Exercise prompt
Please return every line of the records below that contains the word "dark".

Material for the task

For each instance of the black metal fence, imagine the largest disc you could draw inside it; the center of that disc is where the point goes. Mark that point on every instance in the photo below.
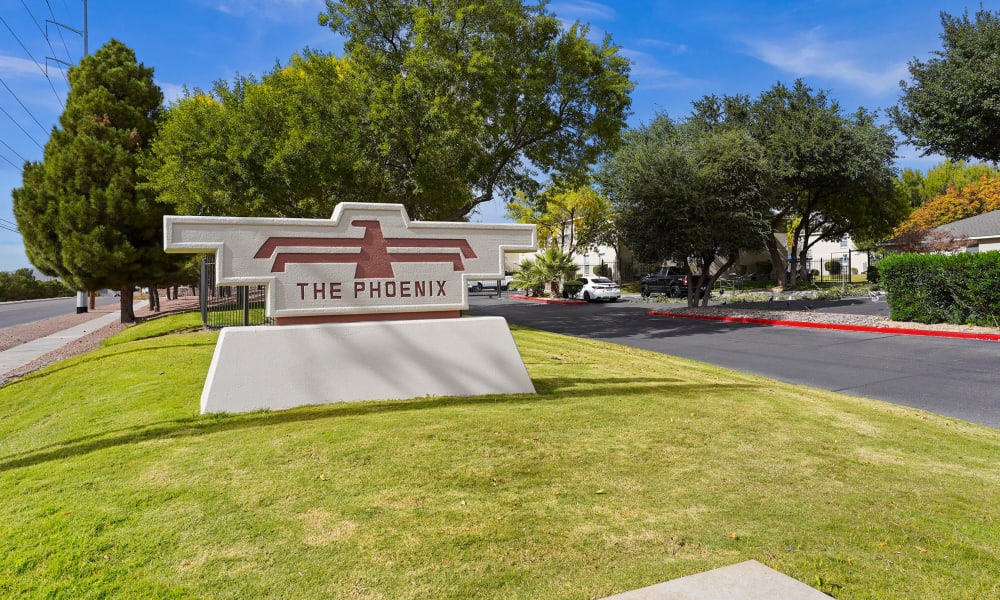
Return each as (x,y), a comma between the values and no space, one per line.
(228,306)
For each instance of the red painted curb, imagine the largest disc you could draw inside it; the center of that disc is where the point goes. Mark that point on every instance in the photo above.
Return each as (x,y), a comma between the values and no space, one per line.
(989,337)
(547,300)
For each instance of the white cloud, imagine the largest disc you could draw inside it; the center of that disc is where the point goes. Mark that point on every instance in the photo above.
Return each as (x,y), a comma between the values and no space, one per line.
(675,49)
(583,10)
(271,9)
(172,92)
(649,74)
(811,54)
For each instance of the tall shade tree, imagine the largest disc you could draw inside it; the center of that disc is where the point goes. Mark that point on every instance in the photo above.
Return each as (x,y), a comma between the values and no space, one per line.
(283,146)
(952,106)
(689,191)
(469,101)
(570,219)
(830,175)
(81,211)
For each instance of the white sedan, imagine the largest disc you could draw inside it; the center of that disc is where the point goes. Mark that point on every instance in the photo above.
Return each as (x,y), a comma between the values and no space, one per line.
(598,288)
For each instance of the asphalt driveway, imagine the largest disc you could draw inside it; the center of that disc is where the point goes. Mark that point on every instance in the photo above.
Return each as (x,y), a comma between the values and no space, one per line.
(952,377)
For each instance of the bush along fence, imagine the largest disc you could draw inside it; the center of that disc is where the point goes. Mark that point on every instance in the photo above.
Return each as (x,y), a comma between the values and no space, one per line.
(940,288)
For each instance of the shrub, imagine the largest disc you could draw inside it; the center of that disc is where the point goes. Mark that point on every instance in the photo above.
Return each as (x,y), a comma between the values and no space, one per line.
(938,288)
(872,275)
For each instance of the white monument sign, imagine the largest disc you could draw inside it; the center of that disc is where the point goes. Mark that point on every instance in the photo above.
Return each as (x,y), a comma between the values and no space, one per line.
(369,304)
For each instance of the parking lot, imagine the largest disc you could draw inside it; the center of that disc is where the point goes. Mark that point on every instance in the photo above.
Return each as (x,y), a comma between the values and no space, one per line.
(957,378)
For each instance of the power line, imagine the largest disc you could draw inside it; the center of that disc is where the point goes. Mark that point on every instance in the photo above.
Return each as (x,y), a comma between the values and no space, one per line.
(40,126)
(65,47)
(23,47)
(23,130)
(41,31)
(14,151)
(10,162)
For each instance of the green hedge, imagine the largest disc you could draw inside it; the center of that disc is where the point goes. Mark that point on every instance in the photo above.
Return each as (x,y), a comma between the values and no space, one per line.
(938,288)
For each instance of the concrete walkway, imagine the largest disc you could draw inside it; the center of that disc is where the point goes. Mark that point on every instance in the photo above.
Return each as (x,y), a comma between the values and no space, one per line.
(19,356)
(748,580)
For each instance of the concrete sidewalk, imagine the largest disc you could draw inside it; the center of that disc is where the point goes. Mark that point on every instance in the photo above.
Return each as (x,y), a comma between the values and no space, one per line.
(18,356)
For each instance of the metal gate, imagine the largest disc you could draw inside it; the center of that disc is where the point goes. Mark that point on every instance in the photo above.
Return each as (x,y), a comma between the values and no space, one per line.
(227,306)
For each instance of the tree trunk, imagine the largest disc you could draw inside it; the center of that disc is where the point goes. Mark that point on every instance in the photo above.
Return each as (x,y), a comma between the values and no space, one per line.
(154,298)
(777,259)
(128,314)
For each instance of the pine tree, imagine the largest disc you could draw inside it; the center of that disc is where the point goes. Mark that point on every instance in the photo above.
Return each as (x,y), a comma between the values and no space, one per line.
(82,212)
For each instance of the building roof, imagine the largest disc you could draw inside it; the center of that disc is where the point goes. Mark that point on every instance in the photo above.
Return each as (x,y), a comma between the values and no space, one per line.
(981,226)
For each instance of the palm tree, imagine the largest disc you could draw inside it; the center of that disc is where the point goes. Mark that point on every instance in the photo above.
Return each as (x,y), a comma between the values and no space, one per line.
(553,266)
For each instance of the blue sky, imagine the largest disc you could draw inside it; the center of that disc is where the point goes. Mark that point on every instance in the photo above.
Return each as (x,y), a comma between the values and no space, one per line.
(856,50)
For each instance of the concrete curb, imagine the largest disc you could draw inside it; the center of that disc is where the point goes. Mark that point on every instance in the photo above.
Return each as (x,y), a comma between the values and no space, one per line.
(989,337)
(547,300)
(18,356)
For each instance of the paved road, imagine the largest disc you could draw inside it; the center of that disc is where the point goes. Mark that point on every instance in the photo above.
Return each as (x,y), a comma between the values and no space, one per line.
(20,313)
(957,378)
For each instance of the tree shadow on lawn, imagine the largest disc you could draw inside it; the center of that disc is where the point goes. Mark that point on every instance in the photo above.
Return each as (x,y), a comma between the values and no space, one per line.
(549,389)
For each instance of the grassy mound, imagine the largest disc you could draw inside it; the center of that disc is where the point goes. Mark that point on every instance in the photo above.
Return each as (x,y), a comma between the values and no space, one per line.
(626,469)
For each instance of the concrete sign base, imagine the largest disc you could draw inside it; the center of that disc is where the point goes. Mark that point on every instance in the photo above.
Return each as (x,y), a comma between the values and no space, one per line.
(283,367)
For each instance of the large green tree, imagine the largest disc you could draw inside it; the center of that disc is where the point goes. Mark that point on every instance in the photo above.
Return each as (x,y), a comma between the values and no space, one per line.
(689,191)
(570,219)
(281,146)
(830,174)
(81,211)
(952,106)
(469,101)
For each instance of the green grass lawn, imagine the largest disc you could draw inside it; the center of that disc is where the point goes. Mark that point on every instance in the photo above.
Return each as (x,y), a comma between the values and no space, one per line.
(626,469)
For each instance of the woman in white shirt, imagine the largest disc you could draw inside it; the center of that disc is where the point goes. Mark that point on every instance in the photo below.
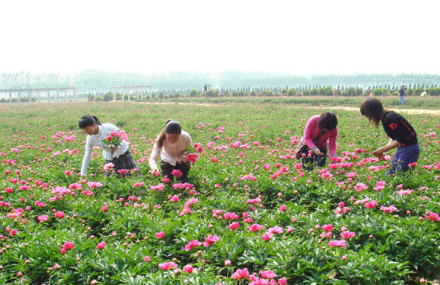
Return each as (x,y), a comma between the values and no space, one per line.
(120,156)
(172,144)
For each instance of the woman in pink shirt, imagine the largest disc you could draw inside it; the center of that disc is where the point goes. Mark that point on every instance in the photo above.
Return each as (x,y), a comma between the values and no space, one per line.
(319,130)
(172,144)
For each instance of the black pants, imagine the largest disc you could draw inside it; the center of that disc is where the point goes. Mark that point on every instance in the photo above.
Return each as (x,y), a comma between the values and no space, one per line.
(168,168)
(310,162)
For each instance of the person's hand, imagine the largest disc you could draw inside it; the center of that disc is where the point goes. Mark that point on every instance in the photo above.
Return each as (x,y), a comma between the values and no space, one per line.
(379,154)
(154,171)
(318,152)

--

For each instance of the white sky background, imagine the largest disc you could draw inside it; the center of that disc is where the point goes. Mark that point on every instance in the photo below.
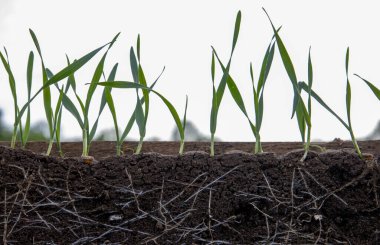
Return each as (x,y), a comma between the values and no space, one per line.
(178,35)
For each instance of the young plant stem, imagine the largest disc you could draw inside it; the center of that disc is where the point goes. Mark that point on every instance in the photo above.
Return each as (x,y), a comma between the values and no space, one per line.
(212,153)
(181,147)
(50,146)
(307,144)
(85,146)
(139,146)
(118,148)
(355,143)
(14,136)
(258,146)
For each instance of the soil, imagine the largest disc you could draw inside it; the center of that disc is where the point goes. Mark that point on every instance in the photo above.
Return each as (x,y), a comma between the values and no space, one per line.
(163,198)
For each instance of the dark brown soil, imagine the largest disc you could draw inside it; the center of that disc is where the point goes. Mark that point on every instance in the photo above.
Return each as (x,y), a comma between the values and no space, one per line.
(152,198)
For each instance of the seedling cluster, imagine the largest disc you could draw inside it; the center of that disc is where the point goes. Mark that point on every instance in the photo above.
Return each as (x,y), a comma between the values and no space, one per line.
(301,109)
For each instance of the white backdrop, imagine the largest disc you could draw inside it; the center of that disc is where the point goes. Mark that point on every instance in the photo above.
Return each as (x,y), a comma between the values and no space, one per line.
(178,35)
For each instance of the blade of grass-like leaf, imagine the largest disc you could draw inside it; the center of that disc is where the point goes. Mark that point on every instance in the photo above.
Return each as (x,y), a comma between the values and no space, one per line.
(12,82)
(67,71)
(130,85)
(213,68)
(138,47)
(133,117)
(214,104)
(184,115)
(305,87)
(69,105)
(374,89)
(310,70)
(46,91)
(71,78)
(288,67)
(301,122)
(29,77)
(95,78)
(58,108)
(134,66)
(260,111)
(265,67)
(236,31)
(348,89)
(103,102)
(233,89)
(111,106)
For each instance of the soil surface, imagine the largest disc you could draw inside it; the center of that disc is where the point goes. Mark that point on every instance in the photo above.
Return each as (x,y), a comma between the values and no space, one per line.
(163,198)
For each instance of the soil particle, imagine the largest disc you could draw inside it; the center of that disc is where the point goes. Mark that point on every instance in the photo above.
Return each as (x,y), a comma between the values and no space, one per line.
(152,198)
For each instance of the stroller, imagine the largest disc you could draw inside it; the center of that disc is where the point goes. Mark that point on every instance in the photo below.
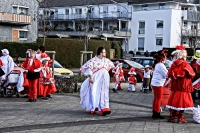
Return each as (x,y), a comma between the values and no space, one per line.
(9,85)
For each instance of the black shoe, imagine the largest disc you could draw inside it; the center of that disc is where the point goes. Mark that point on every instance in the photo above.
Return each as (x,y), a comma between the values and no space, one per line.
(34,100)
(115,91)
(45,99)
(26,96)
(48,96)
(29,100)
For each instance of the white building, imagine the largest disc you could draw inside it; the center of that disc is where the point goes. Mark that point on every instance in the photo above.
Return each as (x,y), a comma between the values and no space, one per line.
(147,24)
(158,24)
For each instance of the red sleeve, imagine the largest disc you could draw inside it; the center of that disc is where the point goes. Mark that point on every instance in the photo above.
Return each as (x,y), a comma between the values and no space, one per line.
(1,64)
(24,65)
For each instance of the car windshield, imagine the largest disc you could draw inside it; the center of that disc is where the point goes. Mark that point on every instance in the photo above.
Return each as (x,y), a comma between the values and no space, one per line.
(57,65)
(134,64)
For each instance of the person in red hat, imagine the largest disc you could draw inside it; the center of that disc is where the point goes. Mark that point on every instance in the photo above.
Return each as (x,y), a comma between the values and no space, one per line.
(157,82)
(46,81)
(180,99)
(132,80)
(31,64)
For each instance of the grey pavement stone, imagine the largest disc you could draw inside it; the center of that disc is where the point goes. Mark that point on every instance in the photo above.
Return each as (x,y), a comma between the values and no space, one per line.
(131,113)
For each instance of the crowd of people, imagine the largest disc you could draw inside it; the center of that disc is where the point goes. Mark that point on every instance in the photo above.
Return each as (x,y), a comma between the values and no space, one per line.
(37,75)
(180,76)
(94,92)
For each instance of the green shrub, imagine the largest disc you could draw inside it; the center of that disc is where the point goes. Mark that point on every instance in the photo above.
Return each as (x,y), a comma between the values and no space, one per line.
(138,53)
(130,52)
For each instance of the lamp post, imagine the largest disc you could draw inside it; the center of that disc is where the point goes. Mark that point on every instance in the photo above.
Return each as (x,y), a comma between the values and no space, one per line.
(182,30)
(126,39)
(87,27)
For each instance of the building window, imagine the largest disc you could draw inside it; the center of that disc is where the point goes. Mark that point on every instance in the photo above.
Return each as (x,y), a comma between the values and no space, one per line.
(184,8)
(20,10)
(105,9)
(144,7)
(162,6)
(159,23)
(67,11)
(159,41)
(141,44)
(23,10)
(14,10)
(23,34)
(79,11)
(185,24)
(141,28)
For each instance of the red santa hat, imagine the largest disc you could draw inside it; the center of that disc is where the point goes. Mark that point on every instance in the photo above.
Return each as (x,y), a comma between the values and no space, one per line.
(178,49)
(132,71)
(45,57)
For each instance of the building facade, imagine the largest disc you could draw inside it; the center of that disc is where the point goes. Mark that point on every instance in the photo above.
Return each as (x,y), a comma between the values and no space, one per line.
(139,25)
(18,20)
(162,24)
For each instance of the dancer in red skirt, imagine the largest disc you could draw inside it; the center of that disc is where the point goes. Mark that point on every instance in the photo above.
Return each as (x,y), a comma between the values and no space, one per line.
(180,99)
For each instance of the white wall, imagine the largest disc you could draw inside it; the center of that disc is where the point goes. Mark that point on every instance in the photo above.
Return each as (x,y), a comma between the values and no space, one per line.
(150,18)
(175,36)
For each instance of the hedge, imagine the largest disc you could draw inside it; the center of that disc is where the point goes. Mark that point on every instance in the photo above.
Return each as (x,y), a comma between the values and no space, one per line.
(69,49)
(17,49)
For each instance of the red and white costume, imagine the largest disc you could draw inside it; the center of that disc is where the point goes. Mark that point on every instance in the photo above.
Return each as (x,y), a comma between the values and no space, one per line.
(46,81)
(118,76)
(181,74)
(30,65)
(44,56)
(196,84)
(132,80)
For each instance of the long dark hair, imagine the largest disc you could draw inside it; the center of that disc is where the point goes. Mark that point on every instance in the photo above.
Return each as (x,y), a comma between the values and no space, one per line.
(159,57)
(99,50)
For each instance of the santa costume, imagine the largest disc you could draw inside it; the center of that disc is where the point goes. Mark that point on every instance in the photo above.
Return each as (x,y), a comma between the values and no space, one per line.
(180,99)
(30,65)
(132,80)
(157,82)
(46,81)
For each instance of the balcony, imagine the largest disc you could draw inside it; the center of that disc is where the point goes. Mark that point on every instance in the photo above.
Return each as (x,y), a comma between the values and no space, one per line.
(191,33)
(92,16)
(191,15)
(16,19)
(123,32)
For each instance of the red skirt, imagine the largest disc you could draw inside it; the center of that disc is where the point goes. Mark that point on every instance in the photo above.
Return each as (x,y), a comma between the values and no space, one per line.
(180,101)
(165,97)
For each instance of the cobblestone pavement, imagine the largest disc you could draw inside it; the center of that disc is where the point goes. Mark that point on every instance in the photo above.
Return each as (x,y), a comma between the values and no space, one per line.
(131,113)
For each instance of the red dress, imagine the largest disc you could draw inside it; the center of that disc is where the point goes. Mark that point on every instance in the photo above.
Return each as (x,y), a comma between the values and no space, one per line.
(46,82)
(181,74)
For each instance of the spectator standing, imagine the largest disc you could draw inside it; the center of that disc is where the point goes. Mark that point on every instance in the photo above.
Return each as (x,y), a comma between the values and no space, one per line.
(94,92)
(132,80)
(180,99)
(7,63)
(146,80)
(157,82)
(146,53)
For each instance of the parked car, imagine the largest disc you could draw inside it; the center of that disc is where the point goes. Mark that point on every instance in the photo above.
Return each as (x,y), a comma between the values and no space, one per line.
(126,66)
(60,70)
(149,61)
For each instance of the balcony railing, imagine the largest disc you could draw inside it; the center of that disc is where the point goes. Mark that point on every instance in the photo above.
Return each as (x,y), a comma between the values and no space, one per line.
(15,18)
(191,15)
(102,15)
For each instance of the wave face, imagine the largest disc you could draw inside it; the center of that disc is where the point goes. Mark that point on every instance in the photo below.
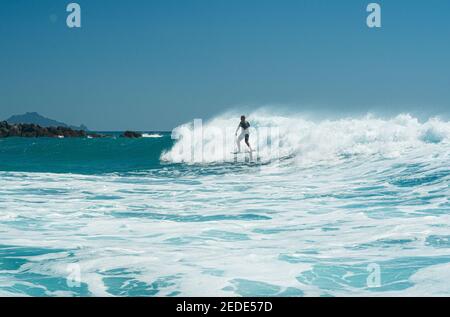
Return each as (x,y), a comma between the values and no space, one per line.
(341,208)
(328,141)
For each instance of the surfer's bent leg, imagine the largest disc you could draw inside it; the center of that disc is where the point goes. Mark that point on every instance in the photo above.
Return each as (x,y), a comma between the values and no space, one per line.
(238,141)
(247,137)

...

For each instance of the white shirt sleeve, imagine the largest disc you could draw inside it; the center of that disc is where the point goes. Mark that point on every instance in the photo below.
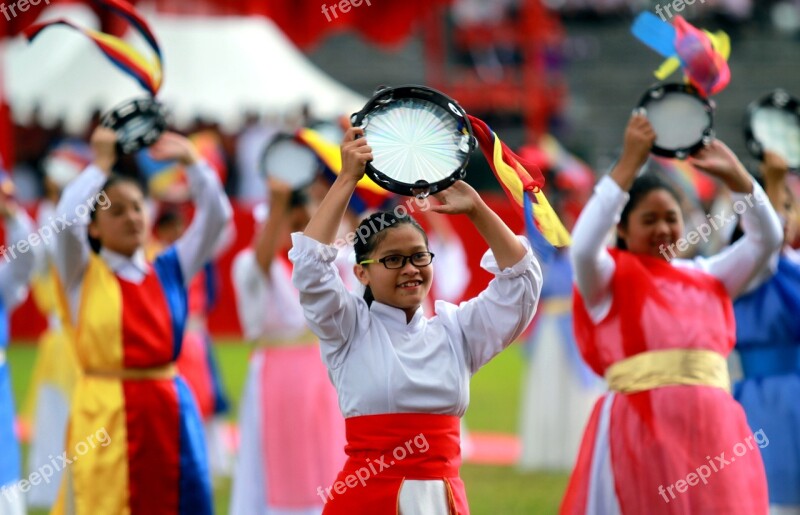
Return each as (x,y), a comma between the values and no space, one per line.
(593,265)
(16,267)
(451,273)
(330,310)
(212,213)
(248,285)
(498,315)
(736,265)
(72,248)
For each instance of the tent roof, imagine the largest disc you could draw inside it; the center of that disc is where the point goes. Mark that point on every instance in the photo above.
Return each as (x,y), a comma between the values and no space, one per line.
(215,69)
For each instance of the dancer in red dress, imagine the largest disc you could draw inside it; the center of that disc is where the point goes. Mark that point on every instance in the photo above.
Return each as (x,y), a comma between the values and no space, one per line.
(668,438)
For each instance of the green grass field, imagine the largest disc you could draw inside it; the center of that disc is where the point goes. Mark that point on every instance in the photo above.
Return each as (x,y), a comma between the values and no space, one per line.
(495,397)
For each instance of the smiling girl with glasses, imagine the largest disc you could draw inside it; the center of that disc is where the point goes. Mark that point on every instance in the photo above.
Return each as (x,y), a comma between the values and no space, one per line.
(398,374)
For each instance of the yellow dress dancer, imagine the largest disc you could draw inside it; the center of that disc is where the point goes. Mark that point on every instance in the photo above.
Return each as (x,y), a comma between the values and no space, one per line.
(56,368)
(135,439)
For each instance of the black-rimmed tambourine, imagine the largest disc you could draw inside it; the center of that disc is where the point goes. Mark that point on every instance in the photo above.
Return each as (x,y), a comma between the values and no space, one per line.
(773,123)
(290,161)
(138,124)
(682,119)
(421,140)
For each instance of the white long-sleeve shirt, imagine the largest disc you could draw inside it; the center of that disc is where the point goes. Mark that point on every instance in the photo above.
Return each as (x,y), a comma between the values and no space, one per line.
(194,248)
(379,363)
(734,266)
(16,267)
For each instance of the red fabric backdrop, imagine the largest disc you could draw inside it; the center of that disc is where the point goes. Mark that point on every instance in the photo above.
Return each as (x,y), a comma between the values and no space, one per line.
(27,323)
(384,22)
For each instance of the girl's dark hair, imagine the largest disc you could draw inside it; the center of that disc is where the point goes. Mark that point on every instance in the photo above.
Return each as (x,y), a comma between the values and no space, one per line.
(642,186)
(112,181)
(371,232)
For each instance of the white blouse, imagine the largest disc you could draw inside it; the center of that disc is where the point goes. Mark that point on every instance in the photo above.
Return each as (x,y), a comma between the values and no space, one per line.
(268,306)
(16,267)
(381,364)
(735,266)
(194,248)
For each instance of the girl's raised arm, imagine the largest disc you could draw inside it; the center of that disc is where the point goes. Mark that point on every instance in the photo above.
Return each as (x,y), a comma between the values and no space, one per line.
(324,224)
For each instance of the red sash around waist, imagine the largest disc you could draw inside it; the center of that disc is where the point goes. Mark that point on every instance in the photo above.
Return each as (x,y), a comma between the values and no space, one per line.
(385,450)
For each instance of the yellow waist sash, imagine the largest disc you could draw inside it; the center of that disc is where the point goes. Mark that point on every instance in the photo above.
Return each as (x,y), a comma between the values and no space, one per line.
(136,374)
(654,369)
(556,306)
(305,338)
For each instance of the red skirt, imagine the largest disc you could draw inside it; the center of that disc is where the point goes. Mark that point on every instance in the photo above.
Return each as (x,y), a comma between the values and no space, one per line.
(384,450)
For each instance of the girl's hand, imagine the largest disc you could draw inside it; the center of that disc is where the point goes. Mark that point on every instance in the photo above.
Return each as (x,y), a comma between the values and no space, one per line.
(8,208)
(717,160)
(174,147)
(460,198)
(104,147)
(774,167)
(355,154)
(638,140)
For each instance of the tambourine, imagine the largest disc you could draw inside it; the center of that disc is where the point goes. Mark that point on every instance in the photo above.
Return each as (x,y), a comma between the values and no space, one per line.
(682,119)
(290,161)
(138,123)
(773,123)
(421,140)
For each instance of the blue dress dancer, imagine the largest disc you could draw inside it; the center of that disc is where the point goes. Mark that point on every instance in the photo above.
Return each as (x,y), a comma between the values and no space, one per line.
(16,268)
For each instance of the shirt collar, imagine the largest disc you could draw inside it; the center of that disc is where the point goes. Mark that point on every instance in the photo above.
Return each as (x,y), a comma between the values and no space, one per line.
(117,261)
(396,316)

Output of the exercise
For each instance of the dark brown soil, imagine the largest disc you could draw inside it; the center of that disc is where the point goes. Mark that point on every instance in the photo above.
For each instance of the long dark hair, imagine the largest disc you could draw inside it; the center of that disc is where the point goes. Mark that point on every instance in the photo above.
For each instance of the girl's dark hair, imagine the largest disc you could draw inside it; the center of that disc is where the point goes. Mark that point on every instance in the photo above.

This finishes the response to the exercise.